- Your task:
Copy out the stretch from the start of the items through the line that contains "117], [254, 118]]]", with both ends included. Leave the pictures out of your copy.

#### Rows

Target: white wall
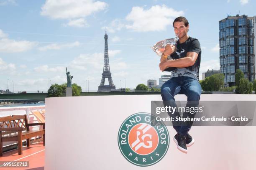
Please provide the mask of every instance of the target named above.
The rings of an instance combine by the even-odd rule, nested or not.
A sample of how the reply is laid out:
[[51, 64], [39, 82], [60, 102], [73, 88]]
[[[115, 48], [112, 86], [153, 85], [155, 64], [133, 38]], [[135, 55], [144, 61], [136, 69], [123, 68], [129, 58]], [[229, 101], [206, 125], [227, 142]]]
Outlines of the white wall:
[[[175, 96], [184, 100], [183, 95]], [[256, 100], [255, 95], [202, 94], [201, 100]], [[150, 113], [160, 95], [46, 98], [46, 170], [252, 170], [256, 158], [256, 126], [194, 126], [195, 143], [188, 153], [177, 150], [170, 137], [167, 153], [147, 167], [128, 162], [118, 144], [118, 130], [131, 114]], [[256, 118], [254, 117], [254, 118]]]

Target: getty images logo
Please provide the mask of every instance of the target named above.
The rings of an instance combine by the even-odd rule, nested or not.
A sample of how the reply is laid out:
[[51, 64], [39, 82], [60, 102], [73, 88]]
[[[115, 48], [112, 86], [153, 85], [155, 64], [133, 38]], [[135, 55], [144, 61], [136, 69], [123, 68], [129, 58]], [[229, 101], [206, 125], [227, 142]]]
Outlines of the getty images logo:
[[138, 166], [157, 163], [164, 157], [169, 146], [166, 127], [155, 118], [151, 120], [151, 116], [146, 113], [133, 114], [124, 121], [118, 132], [121, 152], [127, 160]]

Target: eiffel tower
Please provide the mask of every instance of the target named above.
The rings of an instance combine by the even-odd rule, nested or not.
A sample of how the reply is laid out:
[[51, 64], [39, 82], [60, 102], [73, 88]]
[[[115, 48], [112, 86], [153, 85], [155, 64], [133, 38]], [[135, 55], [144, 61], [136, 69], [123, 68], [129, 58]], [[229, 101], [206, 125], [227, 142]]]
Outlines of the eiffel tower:
[[[115, 90], [115, 86], [114, 85], [113, 80], [111, 77], [111, 73], [109, 68], [109, 62], [108, 61], [108, 35], [107, 35], [107, 29], [106, 33], [104, 36], [105, 39], [105, 50], [104, 51], [104, 65], [103, 71], [102, 73], [102, 78], [100, 84], [99, 86], [98, 92], [110, 91], [111, 90]], [[105, 85], [105, 79], [108, 79], [108, 85]]]

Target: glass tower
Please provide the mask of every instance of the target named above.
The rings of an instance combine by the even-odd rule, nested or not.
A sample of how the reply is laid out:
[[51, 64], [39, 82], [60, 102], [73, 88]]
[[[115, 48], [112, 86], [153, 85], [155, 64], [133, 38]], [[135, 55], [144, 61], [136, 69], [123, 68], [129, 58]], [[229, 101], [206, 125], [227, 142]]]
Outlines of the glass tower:
[[220, 65], [224, 82], [235, 85], [235, 74], [241, 70], [245, 78], [255, 79], [253, 17], [228, 16], [219, 21]]

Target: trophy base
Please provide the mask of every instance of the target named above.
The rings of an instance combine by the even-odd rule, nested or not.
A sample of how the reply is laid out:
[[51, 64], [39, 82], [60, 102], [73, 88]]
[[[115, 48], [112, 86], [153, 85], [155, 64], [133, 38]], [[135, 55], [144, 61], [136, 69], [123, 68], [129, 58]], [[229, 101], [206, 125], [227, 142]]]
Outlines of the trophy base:
[[177, 69], [176, 67], [168, 67], [165, 70], [164, 70], [164, 71], [172, 71], [176, 69]]

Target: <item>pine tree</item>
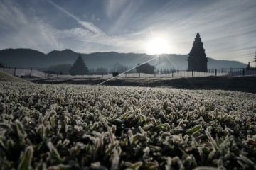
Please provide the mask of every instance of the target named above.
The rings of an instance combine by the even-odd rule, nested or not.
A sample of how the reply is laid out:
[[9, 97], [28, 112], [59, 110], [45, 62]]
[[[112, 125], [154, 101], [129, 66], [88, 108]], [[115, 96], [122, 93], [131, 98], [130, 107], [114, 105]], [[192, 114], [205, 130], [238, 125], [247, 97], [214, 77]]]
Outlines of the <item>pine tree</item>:
[[203, 45], [201, 38], [198, 33], [188, 58], [188, 71], [207, 72], [208, 60]]
[[69, 72], [71, 75], [83, 75], [88, 73], [88, 68], [86, 67], [81, 55], [78, 55]]

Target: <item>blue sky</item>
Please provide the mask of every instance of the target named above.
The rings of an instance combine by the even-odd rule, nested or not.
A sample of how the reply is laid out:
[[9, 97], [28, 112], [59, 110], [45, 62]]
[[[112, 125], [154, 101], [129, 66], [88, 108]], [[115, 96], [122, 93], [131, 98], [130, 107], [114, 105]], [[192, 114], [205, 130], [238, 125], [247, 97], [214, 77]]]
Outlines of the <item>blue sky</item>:
[[0, 49], [188, 54], [199, 32], [208, 57], [247, 63], [256, 50], [255, 0], [0, 0]]

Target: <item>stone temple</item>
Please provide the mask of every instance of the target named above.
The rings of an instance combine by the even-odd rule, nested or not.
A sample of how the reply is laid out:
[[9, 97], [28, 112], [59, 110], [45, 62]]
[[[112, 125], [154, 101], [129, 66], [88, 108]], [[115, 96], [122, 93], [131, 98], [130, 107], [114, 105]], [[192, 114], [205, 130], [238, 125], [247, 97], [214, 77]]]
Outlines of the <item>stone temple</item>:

########

- Solved exercise:
Target: white wall
Please provide the mask of every instance of the target named above.
The rings of an instance combine by the even-odd rule, nested or not.
A sample of how the reply is laid out:
[[51, 64], [39, 82], [60, 102], [73, 88]]
[[[115, 48], [112, 86], [153, 85], [155, 64], [133, 38]], [[135, 55], [144, 61], [136, 69], [123, 68], [129, 58]], [[229, 101], [206, 125], [227, 142]]]
Outlines of the white wall:
[[[175, 96], [184, 100], [183, 95]], [[256, 100], [255, 95], [202, 94], [201, 100]], [[150, 113], [160, 95], [46, 98], [46, 170], [252, 170], [256, 158], [256, 126], [194, 126], [195, 143], [188, 153], [177, 150], [170, 137], [167, 153], [147, 167], [128, 162], [118, 144], [118, 130], [131, 114]], [[256, 118], [254, 117], [254, 118]]]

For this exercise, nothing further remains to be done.